WORK INSTRUCTION —
Please repeat, exactly and with nothing extra, the line containing "Mark the chimpanzee with a" and every line after it up to the end of the material.

MATERIAL SUPPLIED —
○ ○ ○ ○ ○ ○ ○
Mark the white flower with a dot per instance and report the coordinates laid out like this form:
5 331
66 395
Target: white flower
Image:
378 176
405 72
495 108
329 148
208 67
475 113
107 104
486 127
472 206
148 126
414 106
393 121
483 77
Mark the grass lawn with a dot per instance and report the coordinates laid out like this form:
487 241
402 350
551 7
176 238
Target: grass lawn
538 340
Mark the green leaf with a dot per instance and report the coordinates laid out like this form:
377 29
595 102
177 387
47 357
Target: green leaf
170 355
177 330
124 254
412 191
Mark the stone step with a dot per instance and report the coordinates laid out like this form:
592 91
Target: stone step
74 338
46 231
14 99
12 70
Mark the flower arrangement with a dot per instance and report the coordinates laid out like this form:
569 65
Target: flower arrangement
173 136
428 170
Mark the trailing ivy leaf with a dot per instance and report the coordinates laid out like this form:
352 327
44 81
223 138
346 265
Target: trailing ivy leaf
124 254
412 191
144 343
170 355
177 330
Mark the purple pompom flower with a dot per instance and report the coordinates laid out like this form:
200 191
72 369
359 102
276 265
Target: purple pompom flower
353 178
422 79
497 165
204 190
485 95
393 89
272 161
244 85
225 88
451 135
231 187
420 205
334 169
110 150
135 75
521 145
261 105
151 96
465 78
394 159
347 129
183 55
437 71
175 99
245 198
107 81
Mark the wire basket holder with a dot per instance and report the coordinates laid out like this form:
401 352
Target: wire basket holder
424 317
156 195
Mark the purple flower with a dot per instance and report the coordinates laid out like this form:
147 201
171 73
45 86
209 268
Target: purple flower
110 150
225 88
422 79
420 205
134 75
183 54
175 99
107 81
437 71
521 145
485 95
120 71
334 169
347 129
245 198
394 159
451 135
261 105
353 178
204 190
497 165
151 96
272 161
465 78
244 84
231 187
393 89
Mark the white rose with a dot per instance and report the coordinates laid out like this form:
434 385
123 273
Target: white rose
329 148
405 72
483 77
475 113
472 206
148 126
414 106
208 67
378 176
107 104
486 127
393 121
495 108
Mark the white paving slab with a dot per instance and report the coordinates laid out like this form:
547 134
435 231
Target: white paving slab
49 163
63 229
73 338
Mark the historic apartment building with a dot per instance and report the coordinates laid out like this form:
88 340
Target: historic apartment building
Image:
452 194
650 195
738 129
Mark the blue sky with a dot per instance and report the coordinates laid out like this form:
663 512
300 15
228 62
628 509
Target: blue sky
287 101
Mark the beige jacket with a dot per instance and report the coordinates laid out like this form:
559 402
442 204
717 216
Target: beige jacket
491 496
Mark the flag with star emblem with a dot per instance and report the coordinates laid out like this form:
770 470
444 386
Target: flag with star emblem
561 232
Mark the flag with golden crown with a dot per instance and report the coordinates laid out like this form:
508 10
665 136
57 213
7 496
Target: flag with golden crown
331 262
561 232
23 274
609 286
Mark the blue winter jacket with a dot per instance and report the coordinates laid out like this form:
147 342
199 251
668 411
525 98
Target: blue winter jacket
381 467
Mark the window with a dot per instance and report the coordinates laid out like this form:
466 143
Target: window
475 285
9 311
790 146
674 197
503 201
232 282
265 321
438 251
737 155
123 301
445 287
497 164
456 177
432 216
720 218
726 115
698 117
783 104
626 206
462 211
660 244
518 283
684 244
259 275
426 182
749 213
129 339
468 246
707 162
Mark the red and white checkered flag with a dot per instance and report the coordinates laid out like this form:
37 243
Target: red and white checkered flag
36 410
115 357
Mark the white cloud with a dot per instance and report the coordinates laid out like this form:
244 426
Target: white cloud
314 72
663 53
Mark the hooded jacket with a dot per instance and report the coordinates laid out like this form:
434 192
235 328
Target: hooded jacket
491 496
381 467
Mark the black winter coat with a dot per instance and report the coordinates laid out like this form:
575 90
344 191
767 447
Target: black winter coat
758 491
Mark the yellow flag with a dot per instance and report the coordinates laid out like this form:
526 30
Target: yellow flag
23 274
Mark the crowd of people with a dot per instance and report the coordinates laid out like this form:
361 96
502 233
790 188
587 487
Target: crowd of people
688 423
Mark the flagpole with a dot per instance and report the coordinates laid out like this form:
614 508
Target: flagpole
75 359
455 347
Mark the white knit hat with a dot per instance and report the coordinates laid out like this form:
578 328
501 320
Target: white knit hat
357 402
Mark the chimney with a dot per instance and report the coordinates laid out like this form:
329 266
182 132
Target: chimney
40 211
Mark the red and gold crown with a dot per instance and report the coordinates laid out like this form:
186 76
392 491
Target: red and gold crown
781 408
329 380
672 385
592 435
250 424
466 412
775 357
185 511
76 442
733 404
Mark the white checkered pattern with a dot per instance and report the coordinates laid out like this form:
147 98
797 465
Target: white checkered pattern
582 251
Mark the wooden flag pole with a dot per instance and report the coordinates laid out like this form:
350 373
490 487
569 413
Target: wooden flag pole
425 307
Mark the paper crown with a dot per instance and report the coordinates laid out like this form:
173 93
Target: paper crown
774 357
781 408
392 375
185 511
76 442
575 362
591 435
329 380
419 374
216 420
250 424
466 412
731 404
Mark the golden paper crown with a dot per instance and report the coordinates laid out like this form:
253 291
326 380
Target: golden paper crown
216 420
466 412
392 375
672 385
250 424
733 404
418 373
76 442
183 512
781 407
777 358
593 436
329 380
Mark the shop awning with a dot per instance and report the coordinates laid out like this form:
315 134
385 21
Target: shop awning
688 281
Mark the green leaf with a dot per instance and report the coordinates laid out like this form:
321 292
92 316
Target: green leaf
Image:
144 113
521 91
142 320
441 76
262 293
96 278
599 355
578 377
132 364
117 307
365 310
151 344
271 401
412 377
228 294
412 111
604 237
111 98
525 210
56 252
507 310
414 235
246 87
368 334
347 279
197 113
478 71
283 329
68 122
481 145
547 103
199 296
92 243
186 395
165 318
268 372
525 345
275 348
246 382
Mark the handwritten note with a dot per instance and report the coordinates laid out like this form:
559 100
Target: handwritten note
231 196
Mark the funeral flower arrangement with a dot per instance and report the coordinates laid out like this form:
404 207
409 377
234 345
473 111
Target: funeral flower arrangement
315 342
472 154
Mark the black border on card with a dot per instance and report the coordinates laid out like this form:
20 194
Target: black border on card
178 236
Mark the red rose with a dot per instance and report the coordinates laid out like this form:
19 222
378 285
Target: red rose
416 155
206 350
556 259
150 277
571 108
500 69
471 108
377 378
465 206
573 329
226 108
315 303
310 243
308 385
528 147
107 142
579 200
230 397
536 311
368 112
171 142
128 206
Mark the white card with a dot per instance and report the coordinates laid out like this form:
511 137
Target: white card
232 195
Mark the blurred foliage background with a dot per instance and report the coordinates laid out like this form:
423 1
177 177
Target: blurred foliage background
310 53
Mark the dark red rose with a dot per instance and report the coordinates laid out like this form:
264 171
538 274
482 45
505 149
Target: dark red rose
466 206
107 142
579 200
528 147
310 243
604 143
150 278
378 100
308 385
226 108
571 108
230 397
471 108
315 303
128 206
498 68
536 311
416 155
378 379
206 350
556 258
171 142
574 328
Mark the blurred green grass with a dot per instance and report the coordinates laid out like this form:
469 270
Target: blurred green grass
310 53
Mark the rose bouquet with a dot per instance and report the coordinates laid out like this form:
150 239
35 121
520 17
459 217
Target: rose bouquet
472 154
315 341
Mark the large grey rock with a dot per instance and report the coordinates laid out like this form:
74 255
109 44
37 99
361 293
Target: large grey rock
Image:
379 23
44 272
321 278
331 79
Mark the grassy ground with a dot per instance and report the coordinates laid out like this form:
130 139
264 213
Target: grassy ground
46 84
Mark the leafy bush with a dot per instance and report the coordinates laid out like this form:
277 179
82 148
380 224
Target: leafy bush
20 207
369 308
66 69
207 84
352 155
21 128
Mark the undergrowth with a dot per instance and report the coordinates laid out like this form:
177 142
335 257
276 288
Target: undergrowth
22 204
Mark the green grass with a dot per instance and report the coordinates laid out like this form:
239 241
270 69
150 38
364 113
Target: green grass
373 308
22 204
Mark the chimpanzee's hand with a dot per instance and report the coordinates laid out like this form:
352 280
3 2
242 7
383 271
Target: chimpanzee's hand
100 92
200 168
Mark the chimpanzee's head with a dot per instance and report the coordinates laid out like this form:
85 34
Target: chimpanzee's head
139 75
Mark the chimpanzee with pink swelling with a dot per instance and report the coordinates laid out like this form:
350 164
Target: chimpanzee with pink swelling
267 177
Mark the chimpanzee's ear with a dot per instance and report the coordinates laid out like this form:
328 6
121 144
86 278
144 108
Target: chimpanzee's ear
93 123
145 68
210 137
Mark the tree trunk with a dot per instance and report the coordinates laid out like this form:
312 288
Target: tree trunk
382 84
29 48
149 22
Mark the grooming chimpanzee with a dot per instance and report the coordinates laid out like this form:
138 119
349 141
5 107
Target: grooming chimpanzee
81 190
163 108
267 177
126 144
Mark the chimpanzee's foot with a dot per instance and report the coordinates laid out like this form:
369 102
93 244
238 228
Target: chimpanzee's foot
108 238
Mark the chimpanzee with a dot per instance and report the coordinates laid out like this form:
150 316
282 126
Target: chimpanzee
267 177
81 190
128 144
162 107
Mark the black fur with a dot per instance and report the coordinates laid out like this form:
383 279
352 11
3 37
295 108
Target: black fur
○ ○ ○ ○ ○ ○ ○
FINISHED EXERCISE —
Mark the chimpanzee with a dot per instance and report the coordinates laid out like this form:
150 316
282 126
Target: chimpanzee
267 177
81 190
128 144
162 107
Mark the black fur with a dot per instance and report the coordinates laid out like this form:
383 279
352 11
3 37
295 108
Target: black fur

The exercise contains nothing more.